DESCRIÇÃO DO EXERCÍCIO:
Responda com base no trecho sobre as onças-pintadas de Mamirauá:
(a) Em quantos por cento caiu o número de onças-pintadas fêmeas na reserva?
(b) Em cerca de quantos animais a população total permanece estável?
(c) Quem é o diretor técnico-científico do Instituto Mamirauá?

TRECHO DO DOCUMENTO:
Em 17 anos o número de onças-pintadas fêmeas caiu 77% na Reserva de Desenvolvimento Sustentável Mamirauá, no Amazonas.
O dado faz parte de um estudo do Instituto Mamirauá, em parceria com a organização internacional Panthera, que alerta para os riscos à reprodução da espécie, mesmo com a população total permanecendo estável em cerca de 610 animais.
A pesquisa que revela dados referente entre 2005 e 2022, foi publicada na revista científica britânica ( Journal of Applied Ecology), que mostra o aumento no número de machos tem mascarado a redução das fêmeas, consideradas fundamentais para a manutenção da população. Segundo os pesquisadores, esse cenário pode indicar um futuro declínio da espécie na região.
Entre as hipóteses para a queda estão a caça de machos, que favorece a entrada de novos indivíduos vindos de outras áreas, e o infanticídio, quando machos recém-chegados matam filhotes para que as fêmeas retornem ao período reprodutivo.
O estudo também investiga a influência de doenças infecciosas, como o vírus da leucemia felina, da cinomose, do Nilo Ocidental e da Encefalite de Saint Louis (ESL), e da Leucemia Felina (FeLV)
Para o diretor técnico-científico do Instituto Mamirauá, Emiliano Ramalho, a redução contínua das fêmeas pode levar ao colapso da população no futuro. Como resposta, o instituto pretende intensificar o trabalho com as comunidades locais para ampliar as ações de conservação.
Apesar do alerta, o levantamento destaca que as florestas de várzea de Mamirauá continuam entre os principais refúgios da onça-pintada no mundo, com uma das maiores densidades da espécie já registradas.

DADOS ARMAZENADOS:
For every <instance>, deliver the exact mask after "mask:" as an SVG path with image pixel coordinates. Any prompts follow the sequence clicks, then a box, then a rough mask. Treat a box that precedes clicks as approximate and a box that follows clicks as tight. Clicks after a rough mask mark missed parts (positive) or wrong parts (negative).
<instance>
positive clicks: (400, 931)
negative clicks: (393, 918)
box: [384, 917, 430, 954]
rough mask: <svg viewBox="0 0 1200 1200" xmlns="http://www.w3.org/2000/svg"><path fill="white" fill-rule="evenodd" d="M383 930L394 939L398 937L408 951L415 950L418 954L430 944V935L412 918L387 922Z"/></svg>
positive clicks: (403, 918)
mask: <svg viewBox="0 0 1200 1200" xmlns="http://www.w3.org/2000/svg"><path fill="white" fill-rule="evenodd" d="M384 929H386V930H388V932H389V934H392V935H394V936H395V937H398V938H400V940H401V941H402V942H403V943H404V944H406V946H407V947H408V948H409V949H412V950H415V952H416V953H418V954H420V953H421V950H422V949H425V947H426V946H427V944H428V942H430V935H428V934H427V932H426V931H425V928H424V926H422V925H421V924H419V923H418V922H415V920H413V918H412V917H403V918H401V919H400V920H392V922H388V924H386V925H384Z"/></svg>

RESPOSTA DO EXERCÍCIO:
(a) 77%.
(b) Cerca de 610 animais.
(c) Emiliano Ramalho.